-- Written task 1 --
Summarize the SteamSpy data cleaning post in two sentences.
-- Written task 2 --
Please write out the part of the SteamSpy data cleaning post that opens with the words containing "As a quick re-cap, so" and closes with "than full discussion.", substituting "hypothetical" for "fictional".

-- Excerpted text --
SteamSpy Data Cleaning in Python
This post forms part of a larger series on downloading, processing and analysing data from the Steam store. See all posts here.
View original notebook on github (Download). Datasets available on Kaggle.
Welcome to the final part of the data cleaning process. Once we're finished here we'll be ready to move on to exploring and analysing the data.
As a quick re-cap, so far we have downloaded information on games from the Steam Store via the Steam API and SteamSpy API. We have cleaned and processed the data from the Steam API, and in this section we'll walkthrough cleaning data downloaded from the SteamSpy API. The overall goal of this project is to collect, clean and analyse data from the Steam Store with the idea of advising a fictional game developer or company.
The previous posts went into great depth about the decisions made and methods used. This post will still go over a number of decisions, but will be more in the style of a brief overview than full discussion.
Import Libraries and Inspect Data¶
Let's begin by importing the necessary libraries and inspecting the raw downloaded data.

-- Material provided --
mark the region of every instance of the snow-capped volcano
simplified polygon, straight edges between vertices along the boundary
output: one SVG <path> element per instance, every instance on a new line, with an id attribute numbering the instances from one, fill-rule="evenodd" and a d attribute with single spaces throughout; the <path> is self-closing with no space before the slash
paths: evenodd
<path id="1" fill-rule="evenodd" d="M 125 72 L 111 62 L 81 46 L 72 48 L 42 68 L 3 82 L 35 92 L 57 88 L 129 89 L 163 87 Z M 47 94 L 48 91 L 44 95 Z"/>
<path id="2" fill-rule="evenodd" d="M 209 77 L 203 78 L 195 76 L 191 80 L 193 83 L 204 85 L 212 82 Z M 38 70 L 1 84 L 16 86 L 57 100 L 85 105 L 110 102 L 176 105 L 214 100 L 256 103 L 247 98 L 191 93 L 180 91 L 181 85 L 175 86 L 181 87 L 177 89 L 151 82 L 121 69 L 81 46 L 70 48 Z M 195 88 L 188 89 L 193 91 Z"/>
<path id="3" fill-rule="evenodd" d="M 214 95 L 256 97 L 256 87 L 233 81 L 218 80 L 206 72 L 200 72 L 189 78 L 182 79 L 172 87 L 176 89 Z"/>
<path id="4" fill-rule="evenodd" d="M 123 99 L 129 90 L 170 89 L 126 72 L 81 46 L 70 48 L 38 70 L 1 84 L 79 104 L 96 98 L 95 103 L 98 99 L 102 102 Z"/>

-- Result 1 --
The post is the final part of the data cleaning process in a series on downloading, processing and analysing data from the Steam store, a project meant to advise a fictional game developer or company. With the Steam API data already cleaned, it gives a brief overview of cleaning the data downloaded from the SteamSpy API, beginning by importing the necessary libraries and inspecting the raw data.

-- Result 2 --
As a quick re-cap, so far we have downloaded information on games from the Steam Store via the Steam API and SteamSpy API. We have cleaned and processed the data from the Steam API, and in this section we'll walkthrough cleaning data downloaded from the SteamSpy API. The overall goal of this project is to collect, clean and analyse data from the Steam Store with the idea of advising a hypothetical game developer or company.
The previous posts went into great depth about the decisions made and methods used. This post will still go over a number of decisions, but will be more in the style of a brief overview than full discussion.